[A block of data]
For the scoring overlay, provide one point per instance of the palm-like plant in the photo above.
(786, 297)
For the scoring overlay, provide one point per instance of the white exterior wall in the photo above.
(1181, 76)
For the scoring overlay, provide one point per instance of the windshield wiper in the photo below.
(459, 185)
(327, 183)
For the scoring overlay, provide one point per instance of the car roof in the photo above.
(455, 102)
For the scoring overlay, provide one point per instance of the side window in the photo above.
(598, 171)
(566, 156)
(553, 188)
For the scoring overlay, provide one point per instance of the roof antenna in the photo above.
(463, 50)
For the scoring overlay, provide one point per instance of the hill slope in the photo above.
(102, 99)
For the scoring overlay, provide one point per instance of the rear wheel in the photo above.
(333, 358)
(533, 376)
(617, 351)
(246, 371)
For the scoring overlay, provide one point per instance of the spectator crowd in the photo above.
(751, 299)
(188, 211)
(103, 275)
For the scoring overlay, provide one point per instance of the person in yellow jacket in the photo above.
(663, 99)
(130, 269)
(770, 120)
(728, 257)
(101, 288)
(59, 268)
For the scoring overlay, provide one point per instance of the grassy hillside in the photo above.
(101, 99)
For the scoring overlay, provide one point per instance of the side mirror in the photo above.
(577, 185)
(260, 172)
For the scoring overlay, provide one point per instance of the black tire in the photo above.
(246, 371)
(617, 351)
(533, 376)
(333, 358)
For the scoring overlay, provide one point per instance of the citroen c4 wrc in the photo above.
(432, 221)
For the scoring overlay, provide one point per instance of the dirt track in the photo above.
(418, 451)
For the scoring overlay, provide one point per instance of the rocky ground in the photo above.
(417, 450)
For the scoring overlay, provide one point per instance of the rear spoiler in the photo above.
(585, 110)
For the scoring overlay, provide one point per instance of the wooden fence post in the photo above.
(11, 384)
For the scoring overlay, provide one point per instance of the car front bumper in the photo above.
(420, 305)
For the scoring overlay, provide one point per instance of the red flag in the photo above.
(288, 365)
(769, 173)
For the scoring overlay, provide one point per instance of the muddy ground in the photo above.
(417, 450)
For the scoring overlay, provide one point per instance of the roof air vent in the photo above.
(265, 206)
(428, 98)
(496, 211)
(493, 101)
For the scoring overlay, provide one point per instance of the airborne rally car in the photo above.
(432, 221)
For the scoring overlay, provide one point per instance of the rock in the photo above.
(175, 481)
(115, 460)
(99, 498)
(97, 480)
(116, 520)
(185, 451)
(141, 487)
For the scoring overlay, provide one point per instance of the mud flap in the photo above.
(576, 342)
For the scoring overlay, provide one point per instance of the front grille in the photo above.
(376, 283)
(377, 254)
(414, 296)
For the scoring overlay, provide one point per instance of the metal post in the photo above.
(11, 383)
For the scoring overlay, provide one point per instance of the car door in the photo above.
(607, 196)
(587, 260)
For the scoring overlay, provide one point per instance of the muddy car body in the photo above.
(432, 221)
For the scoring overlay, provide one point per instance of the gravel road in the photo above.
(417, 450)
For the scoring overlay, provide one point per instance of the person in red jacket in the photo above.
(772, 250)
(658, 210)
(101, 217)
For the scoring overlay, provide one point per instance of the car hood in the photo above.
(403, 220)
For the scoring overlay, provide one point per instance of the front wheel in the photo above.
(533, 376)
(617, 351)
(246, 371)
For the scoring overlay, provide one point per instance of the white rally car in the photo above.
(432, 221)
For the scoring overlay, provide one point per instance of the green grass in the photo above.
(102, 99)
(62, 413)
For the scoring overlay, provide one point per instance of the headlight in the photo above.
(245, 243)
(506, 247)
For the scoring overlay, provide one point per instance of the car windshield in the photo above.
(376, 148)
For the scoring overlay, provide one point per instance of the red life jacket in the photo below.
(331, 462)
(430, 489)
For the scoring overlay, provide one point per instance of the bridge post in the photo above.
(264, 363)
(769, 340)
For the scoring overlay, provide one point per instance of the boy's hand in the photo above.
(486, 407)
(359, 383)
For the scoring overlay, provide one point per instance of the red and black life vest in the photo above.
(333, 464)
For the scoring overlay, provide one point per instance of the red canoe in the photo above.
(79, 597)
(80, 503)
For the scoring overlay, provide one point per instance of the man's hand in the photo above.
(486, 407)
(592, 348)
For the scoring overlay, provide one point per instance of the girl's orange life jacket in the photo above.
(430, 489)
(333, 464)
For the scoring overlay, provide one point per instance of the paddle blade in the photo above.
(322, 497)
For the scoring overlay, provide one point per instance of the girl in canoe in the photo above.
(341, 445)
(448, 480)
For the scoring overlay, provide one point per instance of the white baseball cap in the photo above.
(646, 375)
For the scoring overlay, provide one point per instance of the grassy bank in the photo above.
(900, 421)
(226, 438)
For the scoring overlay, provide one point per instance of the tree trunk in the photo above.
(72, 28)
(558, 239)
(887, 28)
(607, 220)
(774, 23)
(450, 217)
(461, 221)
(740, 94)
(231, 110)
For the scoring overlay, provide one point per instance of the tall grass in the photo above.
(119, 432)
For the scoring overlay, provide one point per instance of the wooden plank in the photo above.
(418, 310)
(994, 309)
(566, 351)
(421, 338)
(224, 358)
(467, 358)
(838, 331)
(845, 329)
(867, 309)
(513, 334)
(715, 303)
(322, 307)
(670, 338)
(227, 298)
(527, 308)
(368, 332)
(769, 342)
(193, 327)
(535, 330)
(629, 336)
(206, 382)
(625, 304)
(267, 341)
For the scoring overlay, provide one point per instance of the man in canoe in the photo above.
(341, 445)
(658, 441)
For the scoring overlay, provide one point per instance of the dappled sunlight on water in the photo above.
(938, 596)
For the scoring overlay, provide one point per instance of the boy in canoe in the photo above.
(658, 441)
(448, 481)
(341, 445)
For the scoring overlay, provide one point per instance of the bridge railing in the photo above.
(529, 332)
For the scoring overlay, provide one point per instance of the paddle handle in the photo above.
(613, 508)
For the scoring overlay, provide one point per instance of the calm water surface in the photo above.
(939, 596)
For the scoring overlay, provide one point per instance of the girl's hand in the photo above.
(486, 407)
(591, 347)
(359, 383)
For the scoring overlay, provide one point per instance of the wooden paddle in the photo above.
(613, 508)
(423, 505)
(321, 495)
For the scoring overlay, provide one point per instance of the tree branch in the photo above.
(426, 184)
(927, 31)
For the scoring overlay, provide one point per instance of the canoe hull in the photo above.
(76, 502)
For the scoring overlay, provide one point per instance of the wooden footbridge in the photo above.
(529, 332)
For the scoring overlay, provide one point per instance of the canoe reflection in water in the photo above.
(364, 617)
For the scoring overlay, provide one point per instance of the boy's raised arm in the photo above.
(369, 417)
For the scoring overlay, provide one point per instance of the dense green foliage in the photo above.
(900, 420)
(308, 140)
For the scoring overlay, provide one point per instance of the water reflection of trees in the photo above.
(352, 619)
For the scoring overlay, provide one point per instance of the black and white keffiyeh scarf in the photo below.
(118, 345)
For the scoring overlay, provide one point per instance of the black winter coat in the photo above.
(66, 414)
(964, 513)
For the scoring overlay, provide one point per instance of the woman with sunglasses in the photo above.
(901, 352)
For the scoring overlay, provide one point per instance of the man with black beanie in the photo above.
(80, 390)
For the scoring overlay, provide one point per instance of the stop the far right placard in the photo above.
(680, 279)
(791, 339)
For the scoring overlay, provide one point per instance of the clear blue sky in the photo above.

Exercise -> Copy out every item above word for word.

Result below ->
For the scoring overlay, provide one point per instance of the palm-like plant in the photo above.
(786, 297)
For the scoring overlay, provide one point per instance of the white exterior wall in the photo above.
(1181, 76)
For the scoring overlay, provide one point per instance of the windshield wiper in the photo below.
(459, 185)
(327, 183)
For the scoring overlay, provide one point per instance of the car roof in the photo above.
(455, 102)
For the scoring overlay, provide one point per instance of the side window in the photo above.
(598, 171)
(566, 156)
(553, 188)
For the scoring overlay, provide one point per instance of the roof antenna in the photo above.
(463, 50)
For the scoring overlay, provide one point per instance of the hill slope in the photo above.
(102, 99)
For the scoring overlay, provide one point per instance of the rear wheel in the photo above.
(333, 358)
(533, 376)
(617, 351)
(246, 371)
For the scoring overlay, provide one point per instance of the spectator crowd in the photo above.
(751, 299)
(188, 211)
(103, 275)
For the scoring overlay, provide one point per instance of the person in yellow jacket in the photo above.
(663, 99)
(130, 269)
(770, 120)
(728, 257)
(101, 288)
(59, 268)
For the scoring overlay, provide one point per instance of the grassy hillside in the photo above.
(101, 99)
For the scoring overlay, provide one point per instance of the side mirror in the photo above.
(577, 185)
(260, 172)
For the scoring overlay, provide one point per instance of the black tire in the photo above.
(246, 371)
(617, 351)
(533, 376)
(333, 358)
For the scoring overlay, provide one point per instance of the citroen c4 wrc in the photo above.
(432, 221)
For the scoring overlay, provide one point per instance of the dirt track in the photo above.
(418, 451)
For the scoring overlay, provide one point per instance of the rocky ground in the photo above.
(417, 450)
For the scoring overlay, provide one point per instance of the rear spoiler in the photo above.
(585, 110)
For the scoring overlay, provide one point per instance of the wooden fence post in the photo above.
(11, 384)
For the scoring overlay, provide one point per instance of the car front bumper in the photo above.
(420, 305)
For the scoring overlay, provide one point per instance of the red flag in the photo above.
(288, 365)
(769, 173)
For the scoring overlay, provide one point per instance of the muddy ground in the photo above.
(417, 450)
For the scoring overlay, provide one point per instance of the roof air vent in the photo above.
(265, 206)
(428, 98)
(496, 211)
(493, 101)
For the scoring overlay, provide one point per instance of the airborne rally car in the photo above.
(432, 221)
For the scoring overlay, provide one point per instance of the rock in the photo above.
(175, 481)
(115, 460)
(99, 498)
(97, 480)
(116, 520)
(185, 451)
(141, 487)
For the scoring overlay, provide one point per instance of the mud flap in the photo above.
(576, 342)
For the scoring overlay, provide one point per instance of the front grille in the photo above.
(376, 283)
(377, 254)
(414, 296)
For the scoring overlay, provide one point per instance of the metal post in the photo above.
(11, 383)
For the scoring overlay, provide one point per instance of the car door in the photo above.
(607, 196)
(587, 260)
For the scoring overlay, provide one point per instance of the muddy car body in the photo above.
(432, 221)
For the scoring overlay, provide one point per instance of the gravel road in the photo above.
(417, 450)
For the scoring overlay, provide one point per instance of the person in red jacket in the photo above.
(772, 250)
(658, 210)
(101, 217)
For the scoring overlay, provide one point per instance of the car hood in the photo above.
(403, 220)
For the scoring overlay, provide one point per instance of the front wheel in the photo above.
(533, 376)
(617, 351)
(246, 371)
For the scoring overlay, provide one point per instance of the white rally car in the photo above.
(432, 221)
For the scoring overlay, provide one point per instance of the green grass in the photo above.
(102, 99)
(62, 413)
For the scoring overlay, provide one point per instance of the headlight in the photo above.
(245, 243)
(506, 247)
For the scoring overlay, provide one point per instance of the car windshield in the photo above.
(376, 148)
For the scoring overlay, provide one point per instance of the red life jacket in the photo below.
(331, 462)
(430, 489)
For the scoring overlay, provide one point per instance of the bridge post in the photo above.
(264, 363)
(769, 340)
For the scoring overlay, provide one point per instance of the boy's hand in the photo above.
(486, 407)
(359, 383)
For the scoring overlay, provide one point per instance of the red and black life vest in the photo above.
(333, 464)
For the scoring overlay, provide one point per instance of the red canoe in the photo above.
(79, 597)
(80, 503)
For the scoring overlay, provide one point per instance of the man's hand in the photo above.
(486, 407)
(592, 348)
For the scoring overlay, provide one point per instance of the girl's orange life jacket in the photo above.
(430, 489)
(333, 464)
For the scoring overlay, provide one point per instance of the paddle blade in the photo above.
(322, 497)
For the scoring overlay, provide one point per instance of the girl in canoe in the photo above.
(341, 445)
(448, 480)
For the scoring overlay, provide one point per instance of the white baseball cap in the photo above.
(646, 375)
For the scoring overlay, provide one point per instance of the grassy bank in the photo above.
(900, 421)
(226, 438)
For the scoring overlay, provide one point per instance of the tree trunk in the photo above.
(72, 28)
(558, 239)
(887, 28)
(607, 220)
(774, 23)
(450, 217)
(461, 221)
(740, 94)
(231, 110)
For the scoring overlay, provide one point per instance of the tall grass in the photo above.
(119, 432)
For the scoring overlay, provide one point per instance of the wooden plank in the photo above.
(418, 310)
(994, 309)
(566, 351)
(421, 338)
(224, 358)
(467, 358)
(838, 331)
(845, 329)
(867, 309)
(513, 334)
(715, 303)
(322, 307)
(670, 338)
(227, 298)
(527, 308)
(368, 332)
(769, 342)
(193, 327)
(535, 330)
(629, 336)
(206, 382)
(625, 304)
(267, 341)
For the scoring overlay, provide one point per instance of the man in canoe in the photo above.
(341, 445)
(658, 441)
For the scoring overlay, provide one point per instance of the dappled sunlight on water in the photo above.
(938, 596)
For the scoring overlay, provide one point per instance of the boy in canoe in the photo above.
(658, 441)
(448, 481)
(341, 445)
For the scoring overlay, provide one point per instance of the bridge railing in the photo above.
(529, 332)
For the scoring overlay, provide one point per instance of the paddle handle in the photo above.
(613, 508)
For the scoring overlay, provide one point per instance of the calm water surface in the photo above.
(939, 596)
For the scoring overlay, provide one point per instance of the girl's hand in the photo above.
(486, 407)
(591, 347)
(359, 383)
For the scoring overlay, provide one point per instance of the wooden paddle in the photo above.
(613, 508)
(423, 505)
(321, 495)
For the scoring overlay, provide one point per instance of the tree branch in the photo above.
(426, 184)
(927, 31)
For the scoring overlay, provide one point per instance of the canoe hull in the photo above.
(76, 502)
For the scoring overlay, provide one point per instance of the wooden footbridge in the photo above.
(529, 332)
For the scoring overlay, provide one point per instance of the canoe reflection in water in the photo above.
(364, 617)
For the scoring overlay, provide one point per instance of the boy's raised arm in the photo above.
(369, 417)
For the scoring overlay, provide one point per instance of the dense green foliage in the photo above.
(900, 420)
(308, 140)
For the scoring overlay, provide one point per instance of the water reflection of trees in the photo above.
(352, 619)
For the scoring overlay, provide one point per instance of the black and white keffiyeh scarf in the photo below.
(118, 345)
For the scoring overlay, provide one point per instance of the black winter coat in the photo above.
(66, 414)
(964, 513)
For the scoring overlay, provide one point per instance of the woman with sunglasses in the photo above.
(901, 352)
For the scoring overlay, provide one point per instance of the man with black beanie in the photo above.
(80, 390)
For the scoring overlay, provide one point per instance of the stop the far right placard in the photo above.
(680, 279)
(791, 339)
For the scoring overlay, provide one point per instance of the clear blue sky in the photo above.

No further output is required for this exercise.